--- LEESTEKST ---
++++++++

Ten behoeve van het bedrijfspand heeft Stratoz, via haar tussenpersoon Clercx Leibau , een Uitgebreide Brandverzekering afgesloten bij verzekeraars (hierna: de verzekering).
2.3.
Op de verzekering zijn van toepassing de Algemene Voorwaarden Uitgebreide Brandverzekering voor Bedrijven UBB02 (hierna: de polisvoorwaarden) en Module A en clausuleblad CBB02. De polisvoorwaarden bepalen, voor zover relevant:
“In deze voorwaarden wordt verstaan onder:
(…)
1.12
Storm
Wind met een snelheid van tenminste 14 meter per seconde;
(…)
2.1
Omschrijving van de dekking
Verzekerd wordt tegen schade aan de op het polisblad genoemde verzekerde belangen, voor zover de module(s) van toepassing zijn verklaard, veroorzaakt door:
(…)

++++++++

--- UITTREKSEL GEGEVENS ---
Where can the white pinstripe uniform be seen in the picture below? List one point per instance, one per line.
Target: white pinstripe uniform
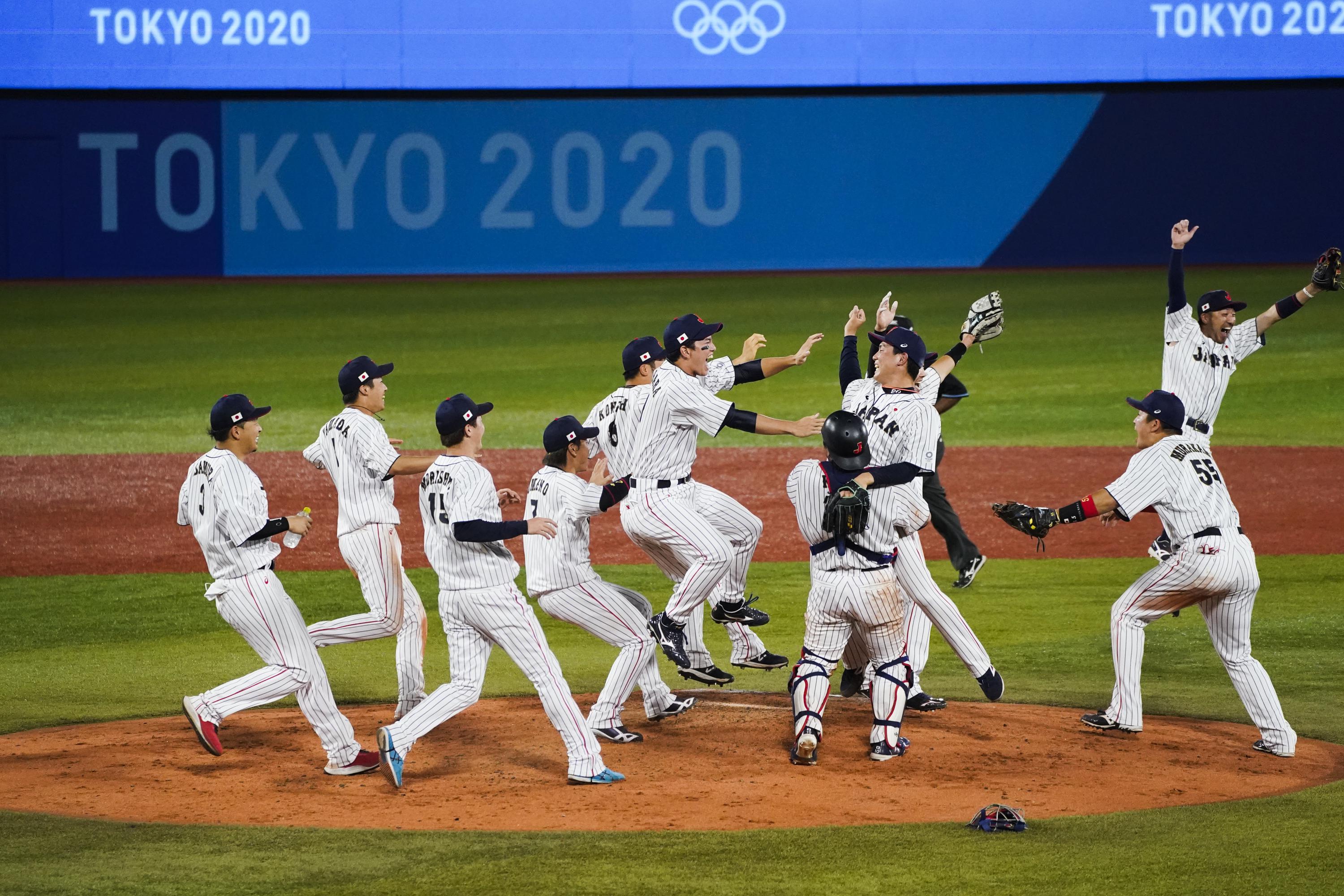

++++++++

--- WAT MOET JE DOEN ---
1. Vat de tekst over de brandverzekering samen in twee zinnen.
2. Schrijf uit de tekst over de brandverzekering het stuk tussen "Ten behoeve van" en "(hierna: de verzekering)." over, beide inbegrepen.
3. Zet de tekst over de brandverzekering voort vanaf het punt waar die nu eindigt.

--- ANTWOORDEN ---
1. Stratoz heeft via tussenpersoon Clercx Leibau bij verzekeraars een Uitgebreide Brandverzekering afgesloten voor het bedrijfspand. Op die verzekering gelden de polisvoorwaarden UBB02, Module A en clausuleblad CBB02, en de polisvoorwaarden omschrijven storm als wind met een snelheid van minstens 14 meter per seconde.

2.
Ten behoeve van het bedrijfspand heeft Stratoz, via haar tussenpersoon Clercx Leibau , een Uitgebreide Brandverzekering afgesloten bij verzekeraars (hierna: de verzekering).

3.
g storm
(…)
i regen, sneeuw, hagel of smeltwater (verder te noemen neerslag) onvoorzien het gebouw binnengedrongen.
Uitgesloten is evenwel schade ontstaan door:
(…)
4 constructiefouten of slecht onderhoud van het gebouw;
(…)
6 instorting van het gebouw als gevolg van overdruk door neerslag.
Bovendien zijn uitgesloten reparatiekosten van daken, dakgoten, dakbedekking en afvoerpijpen;”
2.4.
Tijdens hevig noodweer op donderdag 5 juli 2012 is het dak van hal 4 van het bedrijfspand ingestort. Stratoz heeft de schade bij schadeaangifteformulier op 6 juli 2012 bij verzekeraars gemeld en verzocht dekking te verlenen. Op het schadeformulier staat, voor zover relevant, vermeld:
“Oorzaak van de schade [handgeschreven; hof] hevige regenval (tropisch) heeft een
Omschrijving van de toedracht instorting veroorzaakt in de inpakloods/hal
(…)
Waarmee werd de schade veroorzaakt [handgeschreven; hof] hevige regenval/wind (tropisch)”
2.5.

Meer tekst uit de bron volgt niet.